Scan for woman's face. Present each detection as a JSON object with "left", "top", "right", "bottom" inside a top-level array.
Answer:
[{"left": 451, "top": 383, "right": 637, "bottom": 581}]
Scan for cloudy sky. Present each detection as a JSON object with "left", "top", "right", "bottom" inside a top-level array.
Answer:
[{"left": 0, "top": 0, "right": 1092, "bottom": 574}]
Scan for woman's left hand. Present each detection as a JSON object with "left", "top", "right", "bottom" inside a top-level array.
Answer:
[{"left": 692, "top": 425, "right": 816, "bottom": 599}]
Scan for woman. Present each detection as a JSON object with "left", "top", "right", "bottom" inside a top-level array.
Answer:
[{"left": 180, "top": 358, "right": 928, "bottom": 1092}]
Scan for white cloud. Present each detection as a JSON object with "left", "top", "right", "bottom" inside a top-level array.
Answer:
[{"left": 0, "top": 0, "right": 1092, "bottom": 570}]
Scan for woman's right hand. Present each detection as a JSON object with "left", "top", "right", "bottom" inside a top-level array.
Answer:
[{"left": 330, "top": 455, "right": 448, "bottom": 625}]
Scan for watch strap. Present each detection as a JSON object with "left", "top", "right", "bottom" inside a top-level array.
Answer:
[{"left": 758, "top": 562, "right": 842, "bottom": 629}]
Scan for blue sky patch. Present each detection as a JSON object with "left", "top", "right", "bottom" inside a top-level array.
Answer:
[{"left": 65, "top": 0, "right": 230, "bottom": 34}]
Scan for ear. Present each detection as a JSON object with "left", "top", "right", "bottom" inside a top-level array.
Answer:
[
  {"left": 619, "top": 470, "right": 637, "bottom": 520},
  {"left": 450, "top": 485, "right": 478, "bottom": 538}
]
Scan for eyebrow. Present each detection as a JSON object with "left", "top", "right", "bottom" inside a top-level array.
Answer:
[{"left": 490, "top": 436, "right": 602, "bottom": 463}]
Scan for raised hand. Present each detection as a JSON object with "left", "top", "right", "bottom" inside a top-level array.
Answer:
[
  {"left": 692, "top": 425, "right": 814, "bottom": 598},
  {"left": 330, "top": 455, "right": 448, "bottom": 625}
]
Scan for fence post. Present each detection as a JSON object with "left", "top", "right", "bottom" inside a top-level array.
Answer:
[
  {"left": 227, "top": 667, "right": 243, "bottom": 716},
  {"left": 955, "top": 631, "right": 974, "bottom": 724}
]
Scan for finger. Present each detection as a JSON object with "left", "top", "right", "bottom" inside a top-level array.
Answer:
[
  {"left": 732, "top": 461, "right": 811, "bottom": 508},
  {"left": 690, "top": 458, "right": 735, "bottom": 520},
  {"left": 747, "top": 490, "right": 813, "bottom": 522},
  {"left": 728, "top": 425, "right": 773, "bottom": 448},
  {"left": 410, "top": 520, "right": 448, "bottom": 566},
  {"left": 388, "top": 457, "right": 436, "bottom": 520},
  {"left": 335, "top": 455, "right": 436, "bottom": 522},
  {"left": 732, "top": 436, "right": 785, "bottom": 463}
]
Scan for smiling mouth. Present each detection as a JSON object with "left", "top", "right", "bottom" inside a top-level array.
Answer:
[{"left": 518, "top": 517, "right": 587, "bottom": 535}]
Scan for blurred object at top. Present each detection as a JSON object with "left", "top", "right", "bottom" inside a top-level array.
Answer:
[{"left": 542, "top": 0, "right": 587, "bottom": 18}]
++++++++++++++++++++
DIRECTIONS FOR THIS TASK
Render the listing as a two-column CSV with the headers text and answer, starting with the line containing "Scan for smiling" and going on through the end of the listing. Use one row per answer, put each field in quotes, and replace line breaks with spaces.

CORRECT ANSWER
text,answer
"Scan for smiling mouth. Present each detection as a JSON object with ""left"", ""top"", ""right"", ""bottom"" inside a top-level array. Answer:","[{""left"": 518, ""top"": 517, ""right"": 587, ""bottom"": 535}]"
"Scan for blurred object at top. Present each detection as a JSON object with ""left"", ""top"", ""right"", ""bottom"" inside a top-level array. Answer:","[{""left"": 542, ""top"": 0, ""right"": 587, ""bottom"": 18}]"